= Task requirements =
Copy the article on the pain-clinic bill starting at "Under current law, the" and ending at "General next year.", substituting "unscrupulous operators" for "bad apples".

= Passage =
=== Begin Enclosure ===

Miami Herald: Fla. lawmakers propose banning felons owning pain clinics
Nov 2, 2009
The Miami Herald publlished this article on October 31, 2009
Lawmakers announced Friday that they will be filing a bill that would require the state to revoke or deny operating licenses for pain clinics operated by convicted felons.BY SCOTT HIAASEN shiaasen@MiamiHerald.com
Hoping to close a loophole that has helped make South Florida the hub of black-market prescription painkillers, two Democratic state lawmakers are proposing legislation to ban convicted felons from holding an ownership stake in pain clinics distributing narcotics.
State Sen. Dan Gelber of Miami Beach and Rep. Kelly Skidmore of Boca Raton announced Friday that they will be filing a bill that would require the state to revoke or deny operating licenses for pain clinics operated by convicted felons. Under current law, a felon can own a pain clinic and distribute pills with little oversight from the state.
In the past two years, the number of pain clinics operating in South Florida has more than doubled, making the region the leading supplier of illegal painkillers in the eastern United States, according to narcotics investigators.
Earlier this year, a Miami Herald investigation identified several clinic owners who had been convicted of crimes, including a Davie clinic owner who served two jail terms for racketeering and fraud, and the owner of a now-defunct Wilton Manors clinic who pleaded guilty to possession of steroids with intent to sell.
During this year’s legislative session, Skidmore led an effort to create a statewide prescription database system to be used by doctors and pharmacists to detect patients who go “doctor shopping” to get multiple prescriptions to addictive painkillers such as oxycodone. The program should be put in place by the end of next year. Thirty-eight other states already have a similar program.
Under current law, the state Agency for Health Care Administration performs criminal background checks of all owners and key staffers at health clinics it regulates. But AHCA regulates only clinics that accept insurance — and most pain clinics take only cash.
“This industry has attracted far too many bad apples and this loophole needs to be closed,” said Gelber, who is running for state Attorney General next year.

=== End Enclosure ===

Dataset entries
=== Begin Enclosure ===

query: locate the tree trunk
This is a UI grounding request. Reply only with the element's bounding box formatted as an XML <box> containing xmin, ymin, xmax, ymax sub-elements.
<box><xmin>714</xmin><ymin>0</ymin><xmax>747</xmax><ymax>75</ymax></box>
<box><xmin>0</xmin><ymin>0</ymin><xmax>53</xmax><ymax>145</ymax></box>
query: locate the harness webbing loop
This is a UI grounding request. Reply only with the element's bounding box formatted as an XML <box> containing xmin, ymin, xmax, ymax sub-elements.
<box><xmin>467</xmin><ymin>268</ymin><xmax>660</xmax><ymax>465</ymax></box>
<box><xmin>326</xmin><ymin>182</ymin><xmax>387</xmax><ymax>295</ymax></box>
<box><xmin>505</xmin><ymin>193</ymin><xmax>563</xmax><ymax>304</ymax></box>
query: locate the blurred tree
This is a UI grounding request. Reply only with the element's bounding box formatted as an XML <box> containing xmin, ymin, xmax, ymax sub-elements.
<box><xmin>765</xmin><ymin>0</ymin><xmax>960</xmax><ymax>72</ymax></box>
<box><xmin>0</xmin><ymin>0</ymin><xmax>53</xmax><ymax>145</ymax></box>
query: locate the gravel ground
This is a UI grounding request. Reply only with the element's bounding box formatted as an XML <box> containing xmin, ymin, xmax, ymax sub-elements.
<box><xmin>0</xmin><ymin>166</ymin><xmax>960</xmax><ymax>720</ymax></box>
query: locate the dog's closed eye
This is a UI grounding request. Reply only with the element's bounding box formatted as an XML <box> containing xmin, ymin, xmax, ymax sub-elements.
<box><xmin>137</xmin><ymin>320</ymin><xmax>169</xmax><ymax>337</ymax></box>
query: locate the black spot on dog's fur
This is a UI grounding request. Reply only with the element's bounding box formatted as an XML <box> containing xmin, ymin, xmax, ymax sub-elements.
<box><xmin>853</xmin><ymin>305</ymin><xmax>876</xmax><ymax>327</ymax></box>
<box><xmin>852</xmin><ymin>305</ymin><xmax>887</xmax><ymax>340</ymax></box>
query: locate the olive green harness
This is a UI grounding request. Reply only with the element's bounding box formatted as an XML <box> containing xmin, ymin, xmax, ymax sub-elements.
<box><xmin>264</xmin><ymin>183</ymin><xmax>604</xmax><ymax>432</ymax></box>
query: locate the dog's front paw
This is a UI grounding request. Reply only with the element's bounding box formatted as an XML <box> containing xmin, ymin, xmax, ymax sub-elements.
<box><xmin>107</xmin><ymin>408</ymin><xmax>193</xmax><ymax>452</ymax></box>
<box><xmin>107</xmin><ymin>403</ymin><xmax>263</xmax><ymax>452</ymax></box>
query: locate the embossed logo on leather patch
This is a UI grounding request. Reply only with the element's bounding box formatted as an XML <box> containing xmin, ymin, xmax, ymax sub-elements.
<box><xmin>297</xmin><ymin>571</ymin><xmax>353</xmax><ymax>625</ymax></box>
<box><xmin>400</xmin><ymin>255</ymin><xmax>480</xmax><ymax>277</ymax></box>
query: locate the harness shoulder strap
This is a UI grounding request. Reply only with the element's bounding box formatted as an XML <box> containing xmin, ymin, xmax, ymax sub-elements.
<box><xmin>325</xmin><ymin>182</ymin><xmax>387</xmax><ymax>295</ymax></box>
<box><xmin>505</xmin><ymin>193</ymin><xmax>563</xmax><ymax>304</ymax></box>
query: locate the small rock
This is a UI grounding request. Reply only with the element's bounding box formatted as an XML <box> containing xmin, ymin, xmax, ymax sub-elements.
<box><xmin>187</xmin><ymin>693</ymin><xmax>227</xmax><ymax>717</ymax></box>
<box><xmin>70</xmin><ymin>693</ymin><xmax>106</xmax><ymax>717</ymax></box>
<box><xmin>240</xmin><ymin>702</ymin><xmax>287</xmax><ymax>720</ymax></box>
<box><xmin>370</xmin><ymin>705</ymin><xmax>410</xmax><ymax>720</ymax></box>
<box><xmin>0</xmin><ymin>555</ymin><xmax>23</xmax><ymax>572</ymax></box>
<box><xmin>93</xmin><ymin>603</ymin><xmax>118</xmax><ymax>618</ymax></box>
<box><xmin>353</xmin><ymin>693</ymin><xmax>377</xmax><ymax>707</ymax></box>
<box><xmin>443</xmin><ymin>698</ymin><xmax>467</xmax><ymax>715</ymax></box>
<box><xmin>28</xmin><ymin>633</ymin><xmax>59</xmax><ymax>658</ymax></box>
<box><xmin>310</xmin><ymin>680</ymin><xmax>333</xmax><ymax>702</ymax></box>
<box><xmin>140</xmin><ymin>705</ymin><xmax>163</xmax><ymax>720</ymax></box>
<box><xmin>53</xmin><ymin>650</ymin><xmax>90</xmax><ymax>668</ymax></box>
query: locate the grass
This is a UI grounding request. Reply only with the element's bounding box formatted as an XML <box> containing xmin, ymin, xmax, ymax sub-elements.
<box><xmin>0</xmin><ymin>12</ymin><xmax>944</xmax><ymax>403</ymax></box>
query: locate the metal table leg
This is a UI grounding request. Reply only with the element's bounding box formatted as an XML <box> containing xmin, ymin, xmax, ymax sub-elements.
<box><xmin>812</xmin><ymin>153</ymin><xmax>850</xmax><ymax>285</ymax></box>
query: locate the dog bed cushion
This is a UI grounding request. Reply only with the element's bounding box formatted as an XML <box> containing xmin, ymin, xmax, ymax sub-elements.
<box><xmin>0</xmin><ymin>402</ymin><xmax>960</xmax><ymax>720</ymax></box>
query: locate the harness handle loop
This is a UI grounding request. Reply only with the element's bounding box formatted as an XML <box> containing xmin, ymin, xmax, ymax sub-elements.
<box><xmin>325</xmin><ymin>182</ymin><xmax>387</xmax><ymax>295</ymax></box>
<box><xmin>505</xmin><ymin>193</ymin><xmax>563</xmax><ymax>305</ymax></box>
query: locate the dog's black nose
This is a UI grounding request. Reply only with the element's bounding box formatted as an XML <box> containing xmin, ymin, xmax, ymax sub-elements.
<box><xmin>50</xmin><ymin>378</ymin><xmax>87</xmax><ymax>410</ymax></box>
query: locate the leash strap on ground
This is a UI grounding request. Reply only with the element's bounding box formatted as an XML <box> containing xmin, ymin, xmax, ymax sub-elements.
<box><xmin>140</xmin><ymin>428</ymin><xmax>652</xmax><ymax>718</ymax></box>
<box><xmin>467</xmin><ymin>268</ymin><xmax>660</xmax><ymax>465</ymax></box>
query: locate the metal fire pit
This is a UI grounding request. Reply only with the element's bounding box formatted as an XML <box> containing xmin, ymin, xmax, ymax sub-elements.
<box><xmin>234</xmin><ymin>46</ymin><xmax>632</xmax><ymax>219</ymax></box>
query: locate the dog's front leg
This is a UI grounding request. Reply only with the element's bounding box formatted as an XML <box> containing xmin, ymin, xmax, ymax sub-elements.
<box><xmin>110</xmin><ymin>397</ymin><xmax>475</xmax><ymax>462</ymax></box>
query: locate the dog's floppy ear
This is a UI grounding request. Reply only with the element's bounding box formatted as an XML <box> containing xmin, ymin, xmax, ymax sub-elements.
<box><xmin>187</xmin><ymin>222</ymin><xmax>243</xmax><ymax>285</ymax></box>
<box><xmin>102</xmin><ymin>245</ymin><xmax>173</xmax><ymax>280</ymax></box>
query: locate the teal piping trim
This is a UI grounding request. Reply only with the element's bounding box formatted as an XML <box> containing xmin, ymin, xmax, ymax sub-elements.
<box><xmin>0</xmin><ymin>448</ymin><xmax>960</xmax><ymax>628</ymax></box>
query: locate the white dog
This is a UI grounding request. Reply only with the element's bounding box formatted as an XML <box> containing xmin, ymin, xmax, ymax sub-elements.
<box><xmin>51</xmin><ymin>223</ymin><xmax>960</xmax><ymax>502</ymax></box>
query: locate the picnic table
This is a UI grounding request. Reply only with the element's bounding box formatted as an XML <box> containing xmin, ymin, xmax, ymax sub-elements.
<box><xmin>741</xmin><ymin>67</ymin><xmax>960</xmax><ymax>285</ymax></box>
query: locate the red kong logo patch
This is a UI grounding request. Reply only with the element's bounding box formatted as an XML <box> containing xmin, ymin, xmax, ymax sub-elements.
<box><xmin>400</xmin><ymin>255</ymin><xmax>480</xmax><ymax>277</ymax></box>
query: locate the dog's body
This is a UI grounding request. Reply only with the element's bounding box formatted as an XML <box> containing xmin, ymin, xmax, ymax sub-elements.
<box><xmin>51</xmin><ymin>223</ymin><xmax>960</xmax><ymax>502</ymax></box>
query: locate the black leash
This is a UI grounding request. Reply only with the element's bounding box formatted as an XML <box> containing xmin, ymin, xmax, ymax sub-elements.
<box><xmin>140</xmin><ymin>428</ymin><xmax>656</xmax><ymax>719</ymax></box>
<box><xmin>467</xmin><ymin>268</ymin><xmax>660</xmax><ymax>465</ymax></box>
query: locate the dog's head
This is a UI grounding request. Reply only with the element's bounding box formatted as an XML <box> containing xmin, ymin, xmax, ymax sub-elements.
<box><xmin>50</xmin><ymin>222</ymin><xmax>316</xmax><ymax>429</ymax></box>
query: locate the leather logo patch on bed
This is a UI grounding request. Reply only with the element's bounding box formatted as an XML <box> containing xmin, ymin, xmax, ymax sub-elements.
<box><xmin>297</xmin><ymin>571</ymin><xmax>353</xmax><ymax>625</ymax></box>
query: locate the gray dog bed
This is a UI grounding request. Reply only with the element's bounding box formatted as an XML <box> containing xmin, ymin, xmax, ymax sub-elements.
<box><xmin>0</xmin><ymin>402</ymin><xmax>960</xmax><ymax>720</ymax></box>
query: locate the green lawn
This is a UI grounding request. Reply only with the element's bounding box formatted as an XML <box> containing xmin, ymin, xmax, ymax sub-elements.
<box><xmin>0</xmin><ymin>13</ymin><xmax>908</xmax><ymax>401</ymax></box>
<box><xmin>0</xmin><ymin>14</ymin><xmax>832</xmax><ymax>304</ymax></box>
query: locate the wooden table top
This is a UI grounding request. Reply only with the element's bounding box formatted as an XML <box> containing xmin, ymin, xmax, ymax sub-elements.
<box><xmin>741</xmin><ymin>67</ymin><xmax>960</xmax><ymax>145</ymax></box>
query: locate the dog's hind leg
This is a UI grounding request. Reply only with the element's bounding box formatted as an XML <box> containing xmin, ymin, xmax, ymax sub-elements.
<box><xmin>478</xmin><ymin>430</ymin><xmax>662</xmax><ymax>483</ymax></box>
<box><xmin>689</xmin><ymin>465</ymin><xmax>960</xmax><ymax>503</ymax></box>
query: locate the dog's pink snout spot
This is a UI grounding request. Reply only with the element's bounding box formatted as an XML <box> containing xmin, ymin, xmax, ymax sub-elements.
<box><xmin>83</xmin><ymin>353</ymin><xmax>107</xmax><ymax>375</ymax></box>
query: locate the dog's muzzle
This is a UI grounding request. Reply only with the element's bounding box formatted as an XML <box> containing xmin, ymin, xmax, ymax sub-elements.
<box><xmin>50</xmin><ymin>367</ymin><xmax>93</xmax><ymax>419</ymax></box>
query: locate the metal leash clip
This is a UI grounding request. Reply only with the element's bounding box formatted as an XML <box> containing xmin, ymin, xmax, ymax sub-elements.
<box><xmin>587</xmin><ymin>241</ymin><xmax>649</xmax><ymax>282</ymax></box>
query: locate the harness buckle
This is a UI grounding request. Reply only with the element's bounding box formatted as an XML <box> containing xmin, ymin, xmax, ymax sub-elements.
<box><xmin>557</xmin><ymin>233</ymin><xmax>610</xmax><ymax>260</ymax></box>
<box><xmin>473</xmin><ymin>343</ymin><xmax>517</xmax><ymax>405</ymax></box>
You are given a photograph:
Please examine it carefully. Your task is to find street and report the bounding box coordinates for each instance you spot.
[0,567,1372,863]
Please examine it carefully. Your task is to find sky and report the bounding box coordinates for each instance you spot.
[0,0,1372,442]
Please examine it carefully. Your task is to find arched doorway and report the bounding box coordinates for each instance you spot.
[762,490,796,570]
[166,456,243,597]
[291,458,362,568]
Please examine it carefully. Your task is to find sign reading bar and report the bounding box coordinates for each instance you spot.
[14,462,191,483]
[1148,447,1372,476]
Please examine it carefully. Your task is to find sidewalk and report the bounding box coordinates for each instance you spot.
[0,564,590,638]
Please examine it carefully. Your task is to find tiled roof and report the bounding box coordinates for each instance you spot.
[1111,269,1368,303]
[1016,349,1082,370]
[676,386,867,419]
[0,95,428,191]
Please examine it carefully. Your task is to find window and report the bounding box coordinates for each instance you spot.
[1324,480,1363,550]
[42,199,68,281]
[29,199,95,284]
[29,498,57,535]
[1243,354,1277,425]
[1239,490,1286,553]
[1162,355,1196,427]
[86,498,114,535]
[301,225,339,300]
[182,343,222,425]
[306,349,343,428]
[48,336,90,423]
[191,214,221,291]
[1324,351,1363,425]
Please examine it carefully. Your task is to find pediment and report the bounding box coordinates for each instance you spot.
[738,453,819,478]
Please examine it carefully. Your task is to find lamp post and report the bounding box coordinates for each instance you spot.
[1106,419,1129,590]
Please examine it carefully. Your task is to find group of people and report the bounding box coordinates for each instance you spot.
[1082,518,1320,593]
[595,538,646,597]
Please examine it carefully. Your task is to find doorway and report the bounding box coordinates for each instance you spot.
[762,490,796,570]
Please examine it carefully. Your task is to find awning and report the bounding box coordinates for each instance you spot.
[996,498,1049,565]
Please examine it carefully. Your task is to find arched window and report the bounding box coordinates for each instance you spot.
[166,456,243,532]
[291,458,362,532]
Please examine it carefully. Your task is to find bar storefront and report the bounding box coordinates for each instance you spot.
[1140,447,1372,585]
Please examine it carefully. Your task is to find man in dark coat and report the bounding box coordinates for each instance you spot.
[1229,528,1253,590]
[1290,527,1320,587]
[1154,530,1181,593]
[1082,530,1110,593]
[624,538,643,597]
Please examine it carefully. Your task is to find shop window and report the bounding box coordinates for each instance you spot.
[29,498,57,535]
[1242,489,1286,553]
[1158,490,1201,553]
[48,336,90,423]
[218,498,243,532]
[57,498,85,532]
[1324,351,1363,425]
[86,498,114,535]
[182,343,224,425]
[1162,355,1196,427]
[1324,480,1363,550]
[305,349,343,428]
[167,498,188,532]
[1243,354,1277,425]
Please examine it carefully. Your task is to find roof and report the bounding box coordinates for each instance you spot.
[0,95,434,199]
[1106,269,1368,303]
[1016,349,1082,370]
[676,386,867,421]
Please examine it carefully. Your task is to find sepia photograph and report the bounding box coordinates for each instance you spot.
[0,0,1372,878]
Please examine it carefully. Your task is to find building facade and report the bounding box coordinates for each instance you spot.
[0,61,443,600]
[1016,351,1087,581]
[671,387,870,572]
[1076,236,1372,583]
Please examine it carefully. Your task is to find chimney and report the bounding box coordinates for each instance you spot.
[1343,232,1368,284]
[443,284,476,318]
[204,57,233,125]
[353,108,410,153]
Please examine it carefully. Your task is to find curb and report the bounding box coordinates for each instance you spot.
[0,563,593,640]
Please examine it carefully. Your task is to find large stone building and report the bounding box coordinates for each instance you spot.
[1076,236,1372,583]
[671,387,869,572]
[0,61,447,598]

=== End Enclosure ===

= Reply =
Under current law, the state Agency for Health Care Administration performs criminal background checks of all owners and key staffers at health clinics it regulates. But AHCA regulates only clinics that accept insurance — and most pain clinics take only cash.
“This industry has attracted far too many unscrupulous operators and this loophole needs to be closed,” said Gelber, who is running for state Attorney General next year.